*SUPPLIED RECORDS:*
----
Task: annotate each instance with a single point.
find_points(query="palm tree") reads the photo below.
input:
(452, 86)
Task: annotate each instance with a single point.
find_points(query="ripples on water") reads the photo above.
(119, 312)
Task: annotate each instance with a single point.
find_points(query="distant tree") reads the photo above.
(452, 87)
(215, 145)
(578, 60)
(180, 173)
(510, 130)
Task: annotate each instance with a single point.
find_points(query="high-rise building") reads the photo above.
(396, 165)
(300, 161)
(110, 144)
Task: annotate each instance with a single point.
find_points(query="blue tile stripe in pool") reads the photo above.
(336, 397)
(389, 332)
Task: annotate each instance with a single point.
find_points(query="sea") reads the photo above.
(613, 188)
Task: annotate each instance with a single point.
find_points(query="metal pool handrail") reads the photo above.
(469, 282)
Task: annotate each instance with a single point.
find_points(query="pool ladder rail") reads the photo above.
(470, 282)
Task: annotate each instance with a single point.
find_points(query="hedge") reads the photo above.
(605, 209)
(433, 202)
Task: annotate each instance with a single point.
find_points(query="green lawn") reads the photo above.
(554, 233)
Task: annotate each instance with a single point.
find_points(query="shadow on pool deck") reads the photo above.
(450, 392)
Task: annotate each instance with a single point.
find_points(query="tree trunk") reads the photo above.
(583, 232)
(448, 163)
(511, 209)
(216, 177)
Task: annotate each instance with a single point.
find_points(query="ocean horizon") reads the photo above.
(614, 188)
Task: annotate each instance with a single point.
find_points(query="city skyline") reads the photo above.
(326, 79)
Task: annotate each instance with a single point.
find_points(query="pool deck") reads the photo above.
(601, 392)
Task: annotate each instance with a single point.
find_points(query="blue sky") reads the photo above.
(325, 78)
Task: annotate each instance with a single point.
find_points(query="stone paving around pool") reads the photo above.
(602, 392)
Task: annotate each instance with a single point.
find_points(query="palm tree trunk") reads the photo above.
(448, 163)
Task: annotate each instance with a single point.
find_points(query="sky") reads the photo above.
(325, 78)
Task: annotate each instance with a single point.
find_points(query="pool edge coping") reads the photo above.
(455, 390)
----
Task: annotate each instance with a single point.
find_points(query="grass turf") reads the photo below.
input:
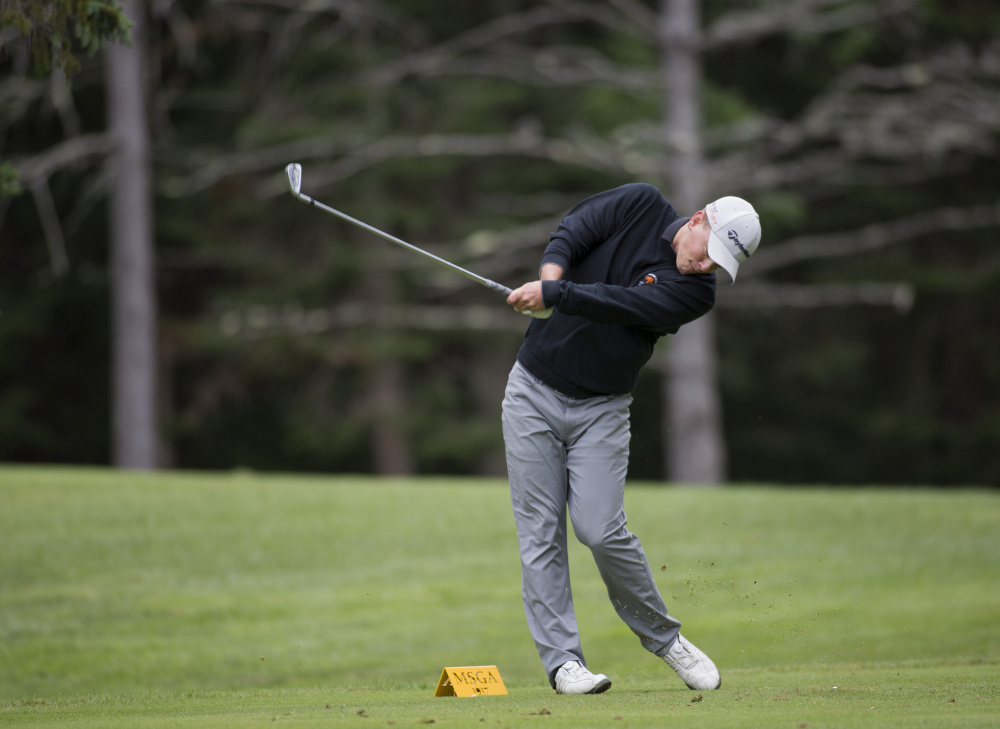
----
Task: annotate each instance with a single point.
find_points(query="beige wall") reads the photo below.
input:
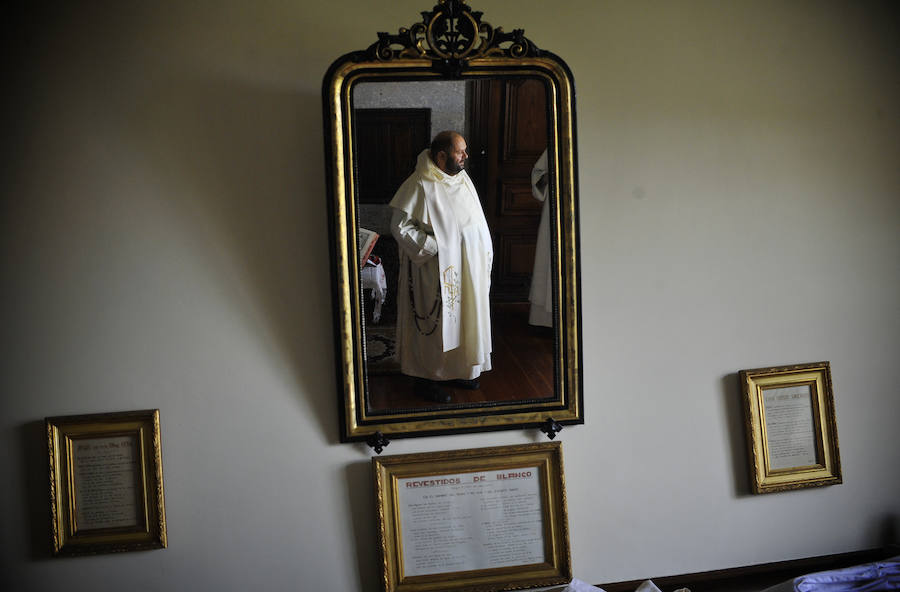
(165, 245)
----
*AIM OF THE TASK:*
Identify every line in the data above that contains the word "palm" and copy each of those lines.

*WRITTEN REPLY:*
find_points(query="palm tree") reads the photo below.
find_points(query="palm tree trunk") reads the photo above.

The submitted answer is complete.